◆ **TASK DIRECTIONS**: Return each line of the listing exactly as written.

-=-=-=-=-

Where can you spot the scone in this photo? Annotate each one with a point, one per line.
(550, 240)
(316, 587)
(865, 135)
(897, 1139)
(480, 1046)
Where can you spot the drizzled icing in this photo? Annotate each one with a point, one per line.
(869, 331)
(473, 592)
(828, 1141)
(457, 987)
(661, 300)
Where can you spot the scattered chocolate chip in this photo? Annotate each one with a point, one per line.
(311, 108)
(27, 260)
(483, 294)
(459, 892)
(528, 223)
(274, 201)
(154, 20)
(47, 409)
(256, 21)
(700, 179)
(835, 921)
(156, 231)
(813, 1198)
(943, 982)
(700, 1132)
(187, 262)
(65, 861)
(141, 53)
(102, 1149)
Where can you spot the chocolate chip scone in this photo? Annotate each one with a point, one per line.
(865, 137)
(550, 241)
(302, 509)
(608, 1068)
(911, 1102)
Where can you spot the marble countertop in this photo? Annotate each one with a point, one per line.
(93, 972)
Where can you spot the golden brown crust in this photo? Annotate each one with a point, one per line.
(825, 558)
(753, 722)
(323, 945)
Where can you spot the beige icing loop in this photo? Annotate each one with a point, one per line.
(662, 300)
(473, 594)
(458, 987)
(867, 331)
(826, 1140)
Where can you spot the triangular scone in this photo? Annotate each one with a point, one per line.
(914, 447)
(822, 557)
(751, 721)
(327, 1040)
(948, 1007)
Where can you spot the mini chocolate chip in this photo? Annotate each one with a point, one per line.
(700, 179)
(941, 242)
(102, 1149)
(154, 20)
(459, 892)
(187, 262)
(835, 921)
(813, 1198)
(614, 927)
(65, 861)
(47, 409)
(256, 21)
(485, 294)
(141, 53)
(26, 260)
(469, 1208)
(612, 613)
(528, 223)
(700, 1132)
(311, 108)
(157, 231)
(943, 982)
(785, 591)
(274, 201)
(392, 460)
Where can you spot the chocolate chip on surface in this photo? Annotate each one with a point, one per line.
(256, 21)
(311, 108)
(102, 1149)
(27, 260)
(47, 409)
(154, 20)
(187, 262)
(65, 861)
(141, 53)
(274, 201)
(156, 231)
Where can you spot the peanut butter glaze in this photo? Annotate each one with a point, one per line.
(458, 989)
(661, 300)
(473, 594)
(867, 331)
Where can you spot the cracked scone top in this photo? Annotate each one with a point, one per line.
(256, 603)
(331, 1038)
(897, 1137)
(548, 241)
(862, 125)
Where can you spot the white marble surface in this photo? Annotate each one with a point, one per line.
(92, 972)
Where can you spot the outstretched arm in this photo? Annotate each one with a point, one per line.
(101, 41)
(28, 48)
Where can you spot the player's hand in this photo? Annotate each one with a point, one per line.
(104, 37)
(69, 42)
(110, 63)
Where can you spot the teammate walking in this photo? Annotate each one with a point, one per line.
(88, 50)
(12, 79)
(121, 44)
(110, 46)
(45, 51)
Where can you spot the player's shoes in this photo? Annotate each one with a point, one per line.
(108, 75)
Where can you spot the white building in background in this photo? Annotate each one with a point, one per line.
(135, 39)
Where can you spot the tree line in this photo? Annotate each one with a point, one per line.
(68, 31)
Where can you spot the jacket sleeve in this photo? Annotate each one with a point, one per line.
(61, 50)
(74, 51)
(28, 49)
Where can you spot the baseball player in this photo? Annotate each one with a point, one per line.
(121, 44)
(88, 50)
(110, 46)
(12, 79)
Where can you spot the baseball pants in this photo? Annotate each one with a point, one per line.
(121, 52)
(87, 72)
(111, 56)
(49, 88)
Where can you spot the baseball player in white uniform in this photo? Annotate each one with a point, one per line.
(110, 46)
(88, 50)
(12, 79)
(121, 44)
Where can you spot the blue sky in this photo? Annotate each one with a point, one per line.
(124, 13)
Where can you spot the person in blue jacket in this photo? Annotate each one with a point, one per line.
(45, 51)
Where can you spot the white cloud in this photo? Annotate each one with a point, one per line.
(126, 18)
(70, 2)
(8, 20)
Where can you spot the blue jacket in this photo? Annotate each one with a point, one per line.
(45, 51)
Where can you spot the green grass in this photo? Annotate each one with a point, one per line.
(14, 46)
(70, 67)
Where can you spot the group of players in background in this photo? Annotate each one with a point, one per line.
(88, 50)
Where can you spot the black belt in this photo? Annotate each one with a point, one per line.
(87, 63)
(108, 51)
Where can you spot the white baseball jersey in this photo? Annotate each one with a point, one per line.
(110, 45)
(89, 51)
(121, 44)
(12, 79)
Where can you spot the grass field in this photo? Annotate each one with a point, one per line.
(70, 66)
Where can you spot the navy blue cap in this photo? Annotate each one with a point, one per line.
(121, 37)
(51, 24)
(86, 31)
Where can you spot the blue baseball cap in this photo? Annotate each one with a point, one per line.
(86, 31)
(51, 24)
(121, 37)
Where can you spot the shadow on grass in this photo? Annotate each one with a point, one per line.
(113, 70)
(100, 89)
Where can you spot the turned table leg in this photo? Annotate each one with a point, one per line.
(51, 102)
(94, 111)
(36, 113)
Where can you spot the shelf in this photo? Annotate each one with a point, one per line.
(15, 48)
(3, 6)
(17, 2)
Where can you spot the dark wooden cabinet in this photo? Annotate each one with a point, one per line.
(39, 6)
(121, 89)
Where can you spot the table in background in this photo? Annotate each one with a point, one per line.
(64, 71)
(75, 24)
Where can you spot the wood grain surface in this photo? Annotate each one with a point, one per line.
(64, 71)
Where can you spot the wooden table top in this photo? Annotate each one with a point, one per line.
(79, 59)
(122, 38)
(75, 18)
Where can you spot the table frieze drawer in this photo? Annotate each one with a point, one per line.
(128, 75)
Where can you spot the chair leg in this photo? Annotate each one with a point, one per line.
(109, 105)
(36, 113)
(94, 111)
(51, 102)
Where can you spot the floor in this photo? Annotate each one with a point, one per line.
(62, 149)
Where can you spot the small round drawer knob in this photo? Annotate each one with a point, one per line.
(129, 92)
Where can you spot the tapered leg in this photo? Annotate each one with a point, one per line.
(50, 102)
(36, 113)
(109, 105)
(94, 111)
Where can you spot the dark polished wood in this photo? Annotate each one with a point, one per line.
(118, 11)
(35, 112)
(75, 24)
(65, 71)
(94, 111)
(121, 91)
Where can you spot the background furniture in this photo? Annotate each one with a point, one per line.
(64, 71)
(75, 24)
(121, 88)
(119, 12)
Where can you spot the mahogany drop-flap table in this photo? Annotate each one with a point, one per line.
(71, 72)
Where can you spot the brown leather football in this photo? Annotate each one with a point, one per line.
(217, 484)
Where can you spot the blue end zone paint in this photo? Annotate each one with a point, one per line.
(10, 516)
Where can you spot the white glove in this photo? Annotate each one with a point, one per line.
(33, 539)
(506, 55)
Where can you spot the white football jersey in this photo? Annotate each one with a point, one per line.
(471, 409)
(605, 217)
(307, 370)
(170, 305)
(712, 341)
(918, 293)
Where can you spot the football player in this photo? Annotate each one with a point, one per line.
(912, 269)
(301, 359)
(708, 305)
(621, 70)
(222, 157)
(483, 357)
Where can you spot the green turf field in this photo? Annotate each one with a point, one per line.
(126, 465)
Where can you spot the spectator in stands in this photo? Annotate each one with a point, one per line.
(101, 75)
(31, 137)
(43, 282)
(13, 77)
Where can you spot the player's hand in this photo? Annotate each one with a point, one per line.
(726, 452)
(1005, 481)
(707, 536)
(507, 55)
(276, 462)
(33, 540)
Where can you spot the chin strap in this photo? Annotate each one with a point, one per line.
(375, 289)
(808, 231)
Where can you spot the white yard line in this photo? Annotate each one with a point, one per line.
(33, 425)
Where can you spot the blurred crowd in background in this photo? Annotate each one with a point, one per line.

-=-=-=-=-

◆ **TASK RESULT**:
Where can you spot the scone in this photo? Annotate each one with a point, one per line.
(550, 240)
(316, 587)
(865, 135)
(897, 1139)
(480, 1046)
Where can you spot the drizzled icing in this photo? Annotate each one with a point, one per line.
(869, 331)
(473, 592)
(828, 1141)
(457, 987)
(661, 300)
Where can you spot the scattered chocolate chip in this photo? Annotate each one with a point, one per line.
(311, 108)
(27, 260)
(483, 294)
(459, 892)
(528, 223)
(274, 201)
(154, 20)
(47, 409)
(256, 21)
(700, 179)
(835, 921)
(156, 231)
(813, 1198)
(943, 982)
(700, 1132)
(187, 262)
(65, 861)
(141, 53)
(102, 1149)
Where can you spot the chocolate chip scone in this photo? Annotate each one with a point, one per line.
(865, 137)
(550, 241)
(302, 509)
(608, 1068)
(911, 1102)
Where can you spot the marble countertop in this photo? Annotate each one with a point, one per line.
(93, 972)
Where can you spot the golden brown crust in this photo? Annotate each one with a point, one per line.
(825, 558)
(753, 722)
(323, 945)
Where can you spot the beige icing loop in this photo? Annotate each one with a point, one per line.
(662, 300)
(473, 594)
(458, 987)
(867, 331)
(826, 1140)
Where can you spot the triangular scone in this photo? Annotate each one with a point, one per line.
(914, 447)
(822, 557)
(751, 721)
(327, 1040)
(948, 1007)
Where can you spot the mini chocolate chip in this photo? Annotate each one with a point, one per line.
(700, 179)
(941, 242)
(102, 1149)
(154, 20)
(459, 892)
(187, 262)
(835, 921)
(813, 1198)
(614, 927)
(65, 861)
(47, 409)
(256, 21)
(485, 294)
(141, 53)
(26, 260)
(469, 1208)
(612, 613)
(528, 223)
(700, 1132)
(311, 108)
(157, 231)
(943, 982)
(785, 591)
(274, 201)
(392, 460)
Where can you spot the chocolate chip on surface in this photo? Annotate each one with a point, one per line.
(256, 21)
(311, 108)
(102, 1149)
(27, 260)
(47, 409)
(154, 20)
(187, 262)
(65, 861)
(141, 53)
(274, 201)
(156, 231)
Where can you spot the peanut butter glaze in this photo? Annotate each one with a point, one per line.
(458, 989)
(661, 300)
(473, 594)
(867, 331)
Where can you spot the cracked scone top in this photo? Annotate each one with a point, one per line.
(256, 603)
(331, 1038)
(897, 1137)
(548, 241)
(862, 125)
Where can you spot the white marble surface in this photo? Annotate each one with a point, one per line.
(92, 972)
Where can you spot the outstretched arm in this photo? Annotate each one with a point, one per line.
(101, 41)
(28, 48)
Where can you spot the player's hand in this photo? Annotate each one with a point, one per line.
(104, 37)
(69, 42)
(110, 63)
Where can you spot the teammate walking in this photo? Annotate each one with a point, one per line.
(88, 50)
(12, 79)
(121, 44)
(110, 46)
(45, 51)
Where can you spot the player's shoes in this photo? Annotate each one with a point, one per line.
(108, 75)
Where can you spot the white building in background in this photo? Annotate each one with a point, one per line.
(135, 39)
Where can you spot the tree line in this photo? Annotate each one with a point, one per line.
(68, 31)
Where can you spot the jacket sleeve in this photo? Annotate each one with a point, one per line.
(61, 50)
(74, 51)
(28, 49)
Where can you spot the baseball player in this photo? Annotate each one with a point, one per line.
(121, 44)
(88, 50)
(110, 46)
(12, 79)
Where can you spot the baseball pants in this photo? Annotate each one with a point, one per line.
(121, 52)
(87, 72)
(111, 56)
(49, 88)
Where can you spot the baseball player in white uniform in this photo? Annotate each one with a point, one per line.
(110, 46)
(88, 50)
(12, 79)
(121, 44)
Where can you spot the blue sky in this photo? Annotate each one with a point, one per line.
(124, 13)
Where can you spot the person in blue jacket in this photo? Annotate each one with a point, one per line.
(45, 51)
Where can you spot the white cloud in this photo? Annotate each one with a point, one per line.
(126, 18)
(70, 2)
(8, 20)
Where can you spot the blue jacket in this photo? Annotate each one with a point, one per line.
(45, 51)
Where can you spot the green grass in this photo? Annotate each one with a point, one per line.
(14, 46)
(70, 67)
Where can you spot the group of players in background in this photo? Annotate each one with a point, one per line.
(88, 50)
Where can you spot the black belt in this photo? Annotate each one with a point, one per line.
(87, 63)
(108, 51)
Where can you spot the white baseball jersey in this photo? Annotate each one with a point, one per line.
(110, 45)
(89, 51)
(121, 44)
(12, 79)
Where can you spot the grass field in this photo? Annotate each one with a point, one per line.
(70, 66)
Where can you spot the navy blue cap in this photo? Annotate each one with a point, one per line.
(121, 37)
(51, 24)
(86, 31)
Where can you spot the blue baseball cap in this photo? Annotate each one with a point, one per line.
(86, 31)
(51, 24)
(121, 37)
Where can you spot the shadow on grass in this photo? Annotate each one with a point, one per line.
(113, 70)
(100, 89)
Where can you spot the turned table leg in this photo? Annotate each one with a point, one per line.
(51, 102)
(94, 111)
(36, 113)
Where can you spot the shelf in this photo? Annotate each one with a point, one per line.
(15, 48)
(3, 6)
(17, 2)
Where can you spot the dark wooden cabinet in this photo? Annotate each one with a point, one per line.
(39, 6)
(121, 89)
Where can you spot the table in background in this photo? Annotate each one with a point, one per line.
(64, 71)
(75, 24)
Where can you spot the wood grain surface in this photo? Annotate each one with a point, one per line.
(64, 71)
Where can you spot the wooden table top in this photo? Annotate each one with a point, one per line.
(79, 59)
(122, 38)
(75, 18)
Where can you spot the table frieze drawer in this photo? Annotate each one with a point, one per line.
(128, 75)
Where can you spot the chair leg in this photo? Annotate each one with a point, one per line.
(109, 105)
(36, 113)
(94, 111)
(51, 102)
Where can you spot the floor in this photo? Annotate each one with a point, one per line.
(62, 149)
Where can you spot the small round drawer knob in this photo? Annotate each one with a point, one per line.
(129, 92)
Where can you spot the tapered leg in this photo? Annotate each one with a point, one per line.
(50, 102)
(36, 113)
(109, 105)
(94, 111)
Where can you spot the dark polished wood in this photo? Annotate each one with a point, one per line.
(118, 11)
(35, 112)
(75, 24)
(65, 71)
(94, 111)
(121, 91)
Where can you spot the background furniture in this photo? Annotate each one with a point, one per line.
(64, 71)
(75, 24)
(121, 88)
(119, 12)
Where can you spot the mahogany drop-flap table in this photo? Annotate each one with a point, one per line.
(71, 72)
Where can you spot the brown leather football in this photo? Annotate each one with a point, one per line.
(217, 484)
Where can you spot the blue end zone paint in this photo? Annotate each one with a point, one per line.
(10, 516)
Where can you spot the white glove in this photo? Annotate each one with a point, one per line.
(33, 539)
(506, 55)
Where can you spot the white football jersey in this photo? Annotate each one with a point, one per line.
(471, 409)
(605, 217)
(307, 370)
(170, 305)
(712, 341)
(918, 293)
Where can you spot the football player in this photo? Annotate each one with a point, one per line.
(912, 269)
(301, 359)
(708, 305)
(621, 70)
(222, 157)
(483, 357)
Where can you spot the green turf field in this photo? Annotate each one with a point, one per line.
(126, 465)
Where can you spot the spectator in stands in this photo? Annotate each one with a point, one per line.
(101, 75)
(31, 137)
(43, 282)
(13, 77)
Where can you spot the player's hand in this photo? Annotate each one with a point, one per line.
(726, 452)
(1005, 481)
(707, 536)
(507, 55)
(276, 462)
(33, 540)
Where can you spot the chin strap in this photo? Annotate each one with a point, one per line.
(375, 289)
(808, 231)
Where can you spot the white yard line in this photo? Annotate each one with a point, one per line.
(33, 425)
Where can you spot the blurred crowd in background in this photo? Annotate each one with a point, one per line.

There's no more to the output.